Your assignment:
Quote the Pianofest review word for word, starting at "Although the second" and ending after "gorgeously lyrical, yet harrowing.".

Supplied text section start

Pianofest, presented by Music Academy of the West

At Abravanel Hall, Saturday, June 17.

Reviewed by Gerald Carpenter

Pianofest opened bombastically with eight extraordinarily talented hands banging out Ernest Guiraud’s arrangement of Saint-Saëns’s Danse Macabre. Despite marvelously deft performances by Orion Weiss, the next two pieces — some Mozart “Variations” on a theme from a Paisiello opera, and a bauble called “Sparks” by Moritz Moszkowski — did little to improve my expectations.

Then Konstantin Soukhovetski strolled onstage in white, looking like a character in a Chekhov play, gave us a gloriously lugubrious rendition of the “Love-Death” from Wagner’s Tristan (as arranged by Liszt), and my spirits perked up. Wagner is such a perfect symptom of the late 19th-century European malaise. Then Soukhovetski played a wonderful “Piano Rag” by George Rochberg that sent me, after I returned home, into my record collection with a renewed interest in this New Jersey native.

To close the first half, Weiss and that wild man, Alpin Hong, played yet another set of “Variations” on that theme by Paganini — this one, for two pianos, was by Witold Lutosławski, and considerably more forceful and jittery than Rachmaninov.

Although the second half began with Jerome Lowenthal and Soukhovetski giving an exquisitely irresolute reading of Debussy’s Prelude to the Afternoon of a Faun, it was Hong who made the most powerful impact, with his hilarious impressions of Lowenthal addressing his students, his ineffably sweet performance of what is virtually Lowenthal’s signature piece, Mendelssohn’s “On Wings of Song,” and his furiously controlled rendering of Ginastera’s three Argentine Dances, Opus 2 — the second of which was gorgeously lyrical, yet harrowing.

After Lowenthal gave a sensitive reading of Wagner’s prelude to act three of Lohengrin, the four pianists returned to the stage, each to his own piano, and played a Milhaud travelogue called Paris Suite. For an encore, the Maestro recited a Paul Verlaine poem, and then all four pianists played Debussy’s “Clair de Lune.” It turned out to be a very nice evening.

Supplied text section end
Data supplied section start

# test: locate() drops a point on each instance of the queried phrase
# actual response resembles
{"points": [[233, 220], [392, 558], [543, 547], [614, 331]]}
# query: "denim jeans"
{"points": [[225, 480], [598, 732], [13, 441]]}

Data supplied section end

Answer section:
Although the second half began with Jerome Lowenthal and Soukhovetski giving an exquisitely irresolute reading of Debussy’s Prelude to the Afternoon of a Faun, it was Hong who made the most powerful impact, with his hilarious impressions of Lowenthal addressing his students, his ineffably sweet performance of what is virtually Lowenthal’s signature piece, Mendelssohn’s “On Wings of Song,” and his furiously controlled rendering of Ginastera’s three Argentine Dances, Opus 2 — the second of which was gorgeously lyrical, yet harrowing.